### Excerpted text
☆ ☆ ☆ ☆ ☆ ☆ ☆

Courage and Godspeed,
Chad


1. HT: The Poached Egg

Walking with God Through Pain and Suffering

Part Three: Walking with God in the Furnace

In Part One, Dr. Keller explored the philosophical aspects of suffering.  In Part Two, he took us through what the Bible teaches about it. In Part Three, he is going to take us through the most practical material. Going through the “furnace of affliction” is not a matter of technique, but one of walking with God, or orienting ourselves towards him so that the changes that occur help make us better rather than worse.

Chapter Eleven: Walking

On page 225, Dr. Keller states, “How can we actually, practical, face and get through the suffering that has come upon us?  Most books and resources for sufferers today no longer talk about enduring affliction but instead use a vocabulary drawn from business and psychology to enable people to manage, reduce, and cope with stress, strain, or trauma.   Sufferers are counseled to avoid negative thoughts; to buffer themselves with time off, exercise, and supportive relationships; to problem solve; and to “learn to accept things we can’t change.” But all the focus is on controlling your immediate emotional responses and environment.”

One of the main metaphors given in the Bible for facing affliction is walking.  In many ancient societies, as in our modern western culture, suffering is seen as something to avoid or insulate ourselves from, something that must be endured without flinching or feeling until it passes.  But we are not supposed to just stand our ground against it, but to meet it and move through it without shock, surprise, denial, resentment, fear, surrender or despair.

In Isaiah chapter 43 God says to Israel, “When you pass through the waters…when you pass through the rivers…when you walk through the fire…”  He doesn’t say “if”, but “when”.  And he encourages them by reminding them “do not be afraid, for I am with you.”  This is our promise that God is with us, walking beside us.

In the New Testament, Peter takes the metaphor and drives it further.  In 1 Peter 1:7, he states, “Trials…have come so that the proven genuineness of your faith – of greater worth than gold, which perishes even though refined by fire – may result in praise, glory and honor when Jesus Christ is revealed.”  Gold, when put through fire, is not destroyed, but melts and the impurities within it are burned off or removed.

Our faith is mixed with all sorts of impurities – commitments to comfort, power, pride, pleasure and self.  Our faith may be abstract and intellectual, thinking we are sinners saved by grace, yet actually thinking we are doing well because we are more decent, open-minded, hardworking or loving than others.  We may have many blemishes on our character.  We may be too harsh, ungenerous, impulsive, controlling, unreliable, fragile, timid or cowardly.  Going through the furnace, we can see who we really are.  Or not.

Shadrach, Meshach, and Abednego found themselves required to conform their religious faith and practice to the dictates of the state.  When confronted with their refusal, they declared that God was able to deliver them, yet could confidently state, “But if not…”  They declared that their confidence was in God, not because they somehow knew he would deliver them, which they did not, but simply because their God is God.  When we trust God for an answer to prayer and it seems that he lets us down when we don’t what we sought, it is because we treat God as a means to an end and our faith and trust is in our own agenda.  Our greatest joy comes from honoring God, not from him giving us what we want in life.  And while Shadrach, Meshach, and Abednego found another in the furnace to walk beside them, Jesus went through the furnace of the cross alone.  Why?  Because on the cross he not only suffered with us but for us.

☆ ☆ ☆ ☆ ☆ ☆ ☆

### Supplied material
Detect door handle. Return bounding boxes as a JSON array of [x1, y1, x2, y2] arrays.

☆ ☆ ☆ ☆ ☆ ☆ ☆

### Exercises to complete
[a] Copy the text on suffering from "Part Three: Walking" to "rather than worse.".
[b] In the text on suffering, what happens to gold when it is put through fire?

### Solutions per task
[a]
Part Three: Walking with God in the Furnace

In Part One, Dr. Keller explored the philosophical aspects of suffering.  In Part Two, he took us through what the Bible teaches about it. In Part Three, he is going to take us through the most practical material. Going through the “furnace of affliction” is not a matter of technique, but one of walking with God, or orienting ourselves towards him so that the changes that occur help make us better rather than worse.

[b] It is not destroyed but melts, and its impurities are burned off or removed.